* What is needed
In the Horatio's Garden passage below, reproduce word for word everything from "In addition to" down to "health and well-being.".

If you have ever been hospitalised over an extended period of rehabilitation, you will remember that feeling of being cooped up indoors with only an, often unpleasant, urban view from a window to look on to. Not so in Horatio’s Garden Scotland sited in the Scottish National Spinal Injuries Unit at the Queen Elizabeth University Hospital, Glasgow where the beautiful garden is a veritable oasis of planting magic, fully accessible for both wheelchairs and hospital beds.
Horatio’s Garden is a charity which creates and cares for these stunning sanctuary gardens in NHS spinal injury centres and there are currently three Horatio’s Gardens in the UK, with two more under development. The growing body of research which recognises the improved health and well-being benefits of gardens, need look no further than Horatio’s Gardens to see the positive effective on patient rehabilitation which access to such a natural space brings.
In addition to being able to be in the garden to read, to chat, to have a cup of tea with a visitor or to feel the sun on your face during spinal rehabilitation, patients can take part in regular horticultural therapy sessions. These sessions lead patients through purposeful, gardening activities to engage them in all aspects of plant cultivation from sowing seed to harvesting crops; from taking cuttings to cutting flowers for indoor displays. Patients can learn new gardening skills at their own pace, with activities designed to be accessible through the use of raised beds, whilst maximising social, cognitive and physical functions as well as enhancing general health and well-being.

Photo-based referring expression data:
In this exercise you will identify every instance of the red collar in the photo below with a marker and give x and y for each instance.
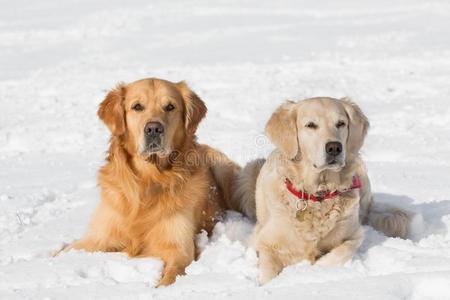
(356, 184)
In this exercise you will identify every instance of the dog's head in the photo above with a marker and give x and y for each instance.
(326, 132)
(153, 116)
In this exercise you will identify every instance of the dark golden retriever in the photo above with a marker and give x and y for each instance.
(159, 187)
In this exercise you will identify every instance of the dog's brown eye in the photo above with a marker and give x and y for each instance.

* Problem solution
In addition to being able to be in the garden to read, to chat, to have a cup of tea with a visitor or to feel the sun on your face during spinal rehabilitation, patients can take part in regular horticultural therapy sessions. These sessions lead patients through purposeful, gardening activities to engage them in all aspects of plant cultivation from sowing seed to harvesting crops; from taking cuttings to cutting flowers for indoor displays. Patients can learn new gardening skills at their own pace, with activities designed to be accessible through the use of raised beds, whilst maximising social, cognitive and physical functions as well as enhancing general health and well-being.